Return a JSON list of strings that holds the lines of the rows below, one string per line with blank lines left out, starting with the line that contains "If you could mark the man's blond" and continuing through the end of the rows.

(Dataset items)
┏━━

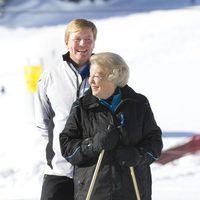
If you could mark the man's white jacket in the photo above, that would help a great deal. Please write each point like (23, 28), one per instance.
(57, 89)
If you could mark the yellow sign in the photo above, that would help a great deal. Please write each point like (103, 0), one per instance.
(32, 74)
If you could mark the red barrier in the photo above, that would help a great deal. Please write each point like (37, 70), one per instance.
(190, 147)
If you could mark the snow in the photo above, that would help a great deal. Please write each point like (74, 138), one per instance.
(159, 40)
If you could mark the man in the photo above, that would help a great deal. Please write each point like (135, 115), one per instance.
(57, 89)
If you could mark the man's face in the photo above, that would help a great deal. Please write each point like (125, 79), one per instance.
(81, 45)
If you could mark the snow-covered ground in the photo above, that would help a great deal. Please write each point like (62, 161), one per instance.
(160, 42)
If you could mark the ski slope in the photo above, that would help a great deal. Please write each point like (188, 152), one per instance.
(160, 42)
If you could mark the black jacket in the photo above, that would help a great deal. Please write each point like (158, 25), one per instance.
(114, 182)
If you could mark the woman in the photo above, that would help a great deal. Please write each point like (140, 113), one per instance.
(114, 118)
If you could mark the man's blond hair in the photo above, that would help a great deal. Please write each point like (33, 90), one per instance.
(79, 24)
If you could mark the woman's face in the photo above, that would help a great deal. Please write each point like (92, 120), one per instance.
(100, 85)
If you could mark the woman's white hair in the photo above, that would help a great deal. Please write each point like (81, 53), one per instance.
(114, 65)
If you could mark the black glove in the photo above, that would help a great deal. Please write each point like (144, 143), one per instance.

┗━━

** Full answer **
[
  "If you could mark the man's blond hair in the photo above, that would help a great deal. Please write each point like (33, 90), one per instance.",
  "(79, 24)",
  "If you could mark the woman's face in the photo above, that would help a great deal. Please write each point like (92, 120), one per instance.",
  "(100, 85)",
  "If you could mark the woman's white hair in the photo above, that would help a great deal. Please write each point like (81, 53), one per instance.",
  "(114, 65)",
  "If you could mark the black glove in the photo above, that would help a great deal. Please write each point like (144, 143), one per instance."
]